> [SET OF TASKS]:
**A)** In the essay about tasting Norvir, which publication was the writer preparing a story for?
**B)** Transcribe the Norvir essay from "I’m no stranger" to "be on HAART.".
**C)** Write the next part of the essay about tasting Norvir, picking up after its last sentence.

> [DOCUMENT TEXT]:
◆ ◆ ◆ ◆
A Norvir nip gives our intrepid reporter new motivation for staying negative

I’m no stranger to medicine. Before my lover died in 1991, his AZT timer woke us up every night. Reporting on AIDS for 10-plus years, I’ve heard many PWAs describe the side effects inflicted by their drugs. And I myself contracted tuberculosis, requiring daily antibiotics for two years. One pill gave my skin an orange tinge, like a Chernobyl tan. So I’d figured that even though I’m HIV negative, I know what it’s like to be on HAART.

Wrong. This humbling truth hit home recently when I tried a nip of Norvir (ritonavir). I know, I know—why would anyone without HIV ever get near that drug, renowned for causing vomiting that outdoes the special effects in The Exorcist, not to mention other gastrointestinal disturbances such as, to use the clinical term, explosive diarrhea? I was writing a story for The Journal of the International Association of Physicians in AIDS Care about the production snafu that forced Abbott Labs to temporarily stop producing ritonavir capsules. The only available form of the drug would soon be the liquid, which my sources described as “vile,” “ghastly” and “like liqueur laced with motor oil.” So I had what I call my Dustin Hoffman moment.
◆ ◆ ◆ ◆
> [PROVIDED DATA]:

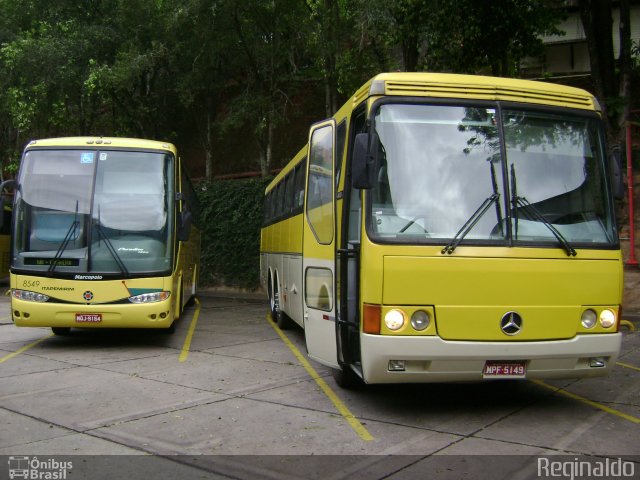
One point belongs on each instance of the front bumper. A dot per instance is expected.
(124, 315)
(431, 359)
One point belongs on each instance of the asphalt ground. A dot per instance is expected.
(229, 395)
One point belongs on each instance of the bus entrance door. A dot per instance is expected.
(319, 247)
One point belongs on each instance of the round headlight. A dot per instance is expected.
(589, 318)
(607, 318)
(394, 319)
(420, 320)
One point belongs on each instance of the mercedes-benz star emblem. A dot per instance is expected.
(511, 323)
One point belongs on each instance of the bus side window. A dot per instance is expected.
(299, 195)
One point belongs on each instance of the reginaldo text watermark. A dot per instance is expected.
(583, 469)
(33, 468)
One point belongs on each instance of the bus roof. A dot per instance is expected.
(477, 87)
(117, 142)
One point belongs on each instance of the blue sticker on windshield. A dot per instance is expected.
(87, 157)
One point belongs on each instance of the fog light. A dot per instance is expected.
(589, 318)
(420, 320)
(150, 297)
(607, 318)
(394, 319)
(396, 365)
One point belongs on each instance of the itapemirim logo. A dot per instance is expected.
(33, 468)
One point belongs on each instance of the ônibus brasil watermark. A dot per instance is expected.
(584, 469)
(33, 468)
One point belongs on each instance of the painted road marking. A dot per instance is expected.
(586, 401)
(24, 349)
(626, 365)
(192, 328)
(362, 432)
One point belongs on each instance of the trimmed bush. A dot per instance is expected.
(230, 219)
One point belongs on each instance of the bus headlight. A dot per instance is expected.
(589, 318)
(420, 320)
(150, 297)
(607, 318)
(394, 319)
(29, 296)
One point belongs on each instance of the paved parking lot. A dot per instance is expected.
(230, 396)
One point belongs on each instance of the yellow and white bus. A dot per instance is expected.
(102, 235)
(446, 227)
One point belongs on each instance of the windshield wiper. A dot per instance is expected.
(65, 242)
(534, 213)
(63, 246)
(112, 250)
(469, 224)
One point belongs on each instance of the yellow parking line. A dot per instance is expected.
(586, 401)
(341, 407)
(626, 365)
(192, 328)
(23, 349)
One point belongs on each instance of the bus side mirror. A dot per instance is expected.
(184, 225)
(617, 181)
(8, 184)
(364, 160)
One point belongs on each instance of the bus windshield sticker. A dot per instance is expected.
(87, 157)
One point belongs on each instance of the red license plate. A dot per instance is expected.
(88, 317)
(497, 368)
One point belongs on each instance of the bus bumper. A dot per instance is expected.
(149, 315)
(431, 359)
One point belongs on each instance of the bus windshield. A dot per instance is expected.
(94, 211)
(521, 176)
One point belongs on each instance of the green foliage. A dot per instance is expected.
(230, 221)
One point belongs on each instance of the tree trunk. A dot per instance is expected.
(597, 21)
(625, 66)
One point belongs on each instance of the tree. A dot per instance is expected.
(467, 36)
(611, 76)
(270, 39)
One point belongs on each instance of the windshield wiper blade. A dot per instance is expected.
(522, 202)
(65, 242)
(63, 246)
(535, 213)
(123, 268)
(469, 224)
(112, 251)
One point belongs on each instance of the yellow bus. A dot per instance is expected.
(445, 227)
(103, 235)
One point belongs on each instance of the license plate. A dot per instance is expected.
(88, 317)
(493, 368)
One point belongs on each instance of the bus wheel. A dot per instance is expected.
(61, 330)
(346, 378)
(274, 303)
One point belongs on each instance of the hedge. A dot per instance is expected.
(230, 220)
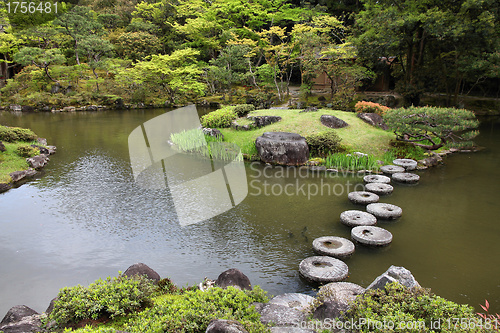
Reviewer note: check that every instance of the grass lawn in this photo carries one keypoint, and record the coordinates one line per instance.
(358, 136)
(10, 161)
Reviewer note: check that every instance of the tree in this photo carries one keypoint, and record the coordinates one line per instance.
(177, 74)
(432, 127)
(42, 59)
(95, 48)
(443, 39)
(79, 23)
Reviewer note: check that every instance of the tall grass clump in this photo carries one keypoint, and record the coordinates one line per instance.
(351, 162)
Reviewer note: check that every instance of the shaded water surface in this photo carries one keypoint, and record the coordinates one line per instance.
(87, 219)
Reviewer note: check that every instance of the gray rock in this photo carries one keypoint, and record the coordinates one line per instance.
(21, 319)
(37, 162)
(280, 315)
(395, 274)
(15, 107)
(233, 277)
(332, 121)
(213, 132)
(5, 187)
(373, 119)
(18, 175)
(142, 269)
(42, 141)
(225, 326)
(282, 148)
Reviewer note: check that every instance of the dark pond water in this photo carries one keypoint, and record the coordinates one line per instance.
(86, 219)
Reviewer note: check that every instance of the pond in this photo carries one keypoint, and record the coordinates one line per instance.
(87, 219)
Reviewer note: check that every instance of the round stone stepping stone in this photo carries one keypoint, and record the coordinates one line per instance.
(377, 179)
(293, 300)
(379, 188)
(384, 211)
(406, 177)
(390, 169)
(406, 163)
(363, 197)
(354, 218)
(332, 246)
(323, 269)
(344, 292)
(370, 235)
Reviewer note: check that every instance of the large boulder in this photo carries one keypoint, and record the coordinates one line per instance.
(332, 121)
(142, 270)
(395, 274)
(21, 319)
(282, 148)
(38, 162)
(225, 326)
(233, 277)
(373, 119)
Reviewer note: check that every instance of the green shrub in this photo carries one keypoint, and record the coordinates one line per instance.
(401, 149)
(12, 134)
(370, 107)
(111, 297)
(402, 306)
(324, 143)
(27, 151)
(243, 109)
(219, 118)
(193, 310)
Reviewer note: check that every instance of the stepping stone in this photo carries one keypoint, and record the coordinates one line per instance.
(384, 211)
(354, 218)
(406, 177)
(370, 235)
(377, 179)
(379, 188)
(323, 269)
(406, 163)
(332, 246)
(363, 197)
(390, 169)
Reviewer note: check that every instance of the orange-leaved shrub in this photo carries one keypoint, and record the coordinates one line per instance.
(370, 107)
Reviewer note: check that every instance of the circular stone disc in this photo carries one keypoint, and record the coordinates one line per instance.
◆ ◆ ◆ ◆
> [RESPONSES BY TASK]:
**A)** The Journal of the International Association of Physicians in AIDS Care.

**B)**
I’m no stranger to medicine. Before my lover died in 1991, his AZT timer woke us up every night. Reporting on AIDS for 10-plus years, I’ve heard many PWAs describe the side effects inflicted by their drugs. And I myself contracted tuberculosis, requiring daily antibiotics for two years. One pill gave my skin an orange tinge, like a Chernobyl tan. So I’d figured that even though I’m HIV negative, I know what it’s like to be on HAART.

**C)**
Remember that scene in Marathon Man where Hoffman’s character is tortured by the sadistic Nazi dentist, played by Laurence Olivier? Well, Hoffman, according to Hollywood lore, stayed up for two nights to look as haggard as possible for the camera. Upon hearing this, Olivier exclaimed, “My God, man, why don’t you just act?” As the ritonavir flowed onto my tongue, my common sense made a belated entrance, shouting, “Why don’t you just report?” But it was too late.

I didn’t finish even one teaspoonful. Mixing it with chocolate milk, as Abbott recommends, didn’t mask the taste but merely fouled the milk. Two hours later, the taste was still present, making me feel as if I’d eaten something unwholesome, like a slightly rotten egg. The idea of quaffing this oily orange syrup twice a day for months was more than daunting. It was depressing.

As I sat there, feeling just less than queasy, I considered the greatest dilemma in HIV care today: when to start therapy. At the extremes—under 200 CD4 cells or during acute infection—it’s a pretty clear call. But the vast majority of HIVers are in the murky middle. What should they do? What would I do?

I’m no closer to an answer—there is no sure answer—but I now figure a new dimension into the equation: These medicines could drain off a lot of what I cherish most about life—simply feeling healthy.

This sensation is slippery: We usually conceptualize it as the absence of pain or sickness, but health can be felt in the peacefulness of sipping steaming tea before the workday begins, or the exaltation of a smooth and limber stride during a run, or the total absorption in a book or movie, each possible only because the body is not intruding with some ache or unpleasantness. Health, in short, is the background that enables “quality of life.” And ritonavir, with its lingering vile taste and stomach-churning effects, couldn’t help but deplete this sensation.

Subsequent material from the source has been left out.